_ESERCIZIO PROPOSTO A_:
Trascrivi fedelmente il passo del testo su don Gioacchino Rey che va da "Chi conobbe il" fino a "Roma finalmente liberata.".

Chi conobbe il parroco quando era bambino, come Sergio Frezza, ricordava ormai ultranovantenne quel prete buono che andava a scuola ad ascoltare i problemi dei bambini, o li accoglieva all’Oratorio, li sfamava e gli faceva sembrare meno dura la vita degli anni della guerra. Molti dei deportati riuscirono a tornare e ritrovarono le famiglie che avevano sopportato la loro assenza anche grazie all’aiuto di don Rey. Ma non ritrovarono ad attenderli il loro parroco, che il 13 dicembre 1944, meno di otto mesi dopo il rastrellamento, era morto in un incidente stradale nella Roma finalmente liberata.

Don Gioacchino Rey è stato il terzo prete morto a Roma durante la seconda guerra mondiale a essere insignito della medaglia d’oro al merito civile, dopo don Giuseppe Morosini e don Pietro Pappagallo. Il riconoscimento è stato concesso dal presidente Mattarella, che ha firmato il decreto il 7 aprile 2017 e ha consegnato l’onorificenza  a monsignor Angelo De Donatis, vicario del Papa per la diocesi di Roma, il 12 ottobre successivo. Intanto, dal 23 luglio 2017 le spoglie di don Rey, precedentemente sepolte al Verano, sono state traslate nella chiesa di Santa Maria Maggiore di Lenola, il suo paese natale.

_MATERIALI FORNITI_:
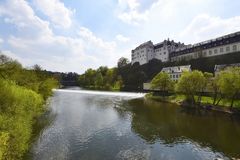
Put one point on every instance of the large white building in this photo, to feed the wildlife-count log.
(148, 51)
(176, 71)
(222, 67)
(222, 45)
(172, 51)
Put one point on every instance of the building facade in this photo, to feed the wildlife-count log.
(172, 51)
(148, 51)
(176, 71)
(222, 45)
(222, 67)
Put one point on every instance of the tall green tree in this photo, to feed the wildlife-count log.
(191, 84)
(162, 82)
(229, 82)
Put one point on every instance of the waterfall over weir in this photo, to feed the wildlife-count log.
(107, 93)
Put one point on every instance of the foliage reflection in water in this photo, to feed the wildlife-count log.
(95, 126)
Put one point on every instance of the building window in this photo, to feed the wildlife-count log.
(210, 52)
(228, 49)
(221, 50)
(234, 47)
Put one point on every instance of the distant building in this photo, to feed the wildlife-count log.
(176, 71)
(222, 45)
(173, 72)
(172, 51)
(221, 67)
(148, 51)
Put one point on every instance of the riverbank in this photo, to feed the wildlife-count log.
(206, 103)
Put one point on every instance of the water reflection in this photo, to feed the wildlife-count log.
(105, 126)
(171, 125)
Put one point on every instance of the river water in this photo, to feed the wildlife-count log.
(90, 125)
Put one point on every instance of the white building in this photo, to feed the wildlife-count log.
(172, 51)
(223, 45)
(147, 51)
(176, 71)
(222, 67)
(143, 53)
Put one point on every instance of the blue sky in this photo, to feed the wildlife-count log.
(70, 35)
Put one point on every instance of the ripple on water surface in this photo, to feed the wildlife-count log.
(109, 125)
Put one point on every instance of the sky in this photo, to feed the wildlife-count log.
(72, 36)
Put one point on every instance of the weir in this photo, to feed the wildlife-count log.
(107, 93)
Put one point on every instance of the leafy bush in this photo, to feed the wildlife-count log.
(18, 109)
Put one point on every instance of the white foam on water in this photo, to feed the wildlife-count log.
(108, 93)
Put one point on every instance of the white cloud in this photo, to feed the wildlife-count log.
(51, 51)
(56, 11)
(204, 27)
(1, 41)
(19, 13)
(122, 38)
(129, 12)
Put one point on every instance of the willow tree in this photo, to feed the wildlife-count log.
(162, 82)
(191, 84)
(229, 83)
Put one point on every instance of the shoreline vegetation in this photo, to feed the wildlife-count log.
(200, 90)
(206, 104)
(23, 97)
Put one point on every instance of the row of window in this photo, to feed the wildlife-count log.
(205, 53)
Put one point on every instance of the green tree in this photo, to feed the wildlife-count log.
(99, 80)
(162, 82)
(229, 82)
(191, 84)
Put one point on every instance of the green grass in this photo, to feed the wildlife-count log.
(181, 98)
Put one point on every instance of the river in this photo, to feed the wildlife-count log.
(90, 125)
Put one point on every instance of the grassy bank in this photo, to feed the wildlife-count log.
(23, 95)
(206, 102)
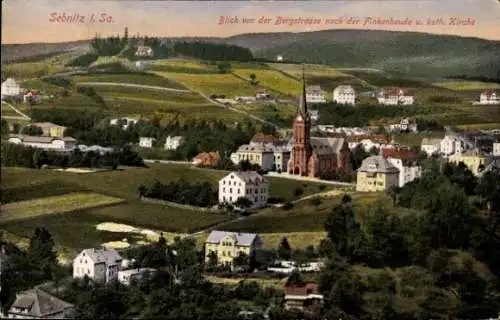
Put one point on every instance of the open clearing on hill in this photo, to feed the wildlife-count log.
(208, 84)
(271, 79)
(466, 85)
(133, 78)
(78, 229)
(55, 204)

_ESERCIZIO PROPOSTO B_:
Estrai dall'elenco, parola per parola, tutto ciò che va dalla riga contenente "Put one point on every instance of the grassy" fino alla fine dell'elenco, estremi inclusi, tralasciando le immagini.

_SOLUZIONE SVOLTA A_:
Chi conobbe il parroco quando era bambino, come Sergio Frezza, ricordava ormai ultranovantenne quel prete buono che andava a scuola ad ascoltare i problemi dei bambini, o li accoglieva all’Oratorio, li sfamava e gli faceva sembrare meno dura la vita degli anni della guerra. Molti dei deportati riuscirono a tornare e ritrovarono le famiglie che avevano sopportato la loro assenza anche grazie all’aiuto di don Rey. Ma non ritrovarono ad attenderli il loro parroco, che il 13 dicembre 1944, meno di otto mesi dopo il rastrellamento, era morto in un incidente stradale nella Roma finalmente liberata.

_SOLUZIONE SVOLTA B_:
Put one point on every instance of the grassy bank in this photo, to feed the wildlife-count log.
(23, 95)
(206, 102)
Put one point on every instance of the open clearing on hill in this photo, to feed the wildlife-count log.
(208, 84)
(271, 79)
(466, 85)
(133, 78)
(78, 229)
(55, 204)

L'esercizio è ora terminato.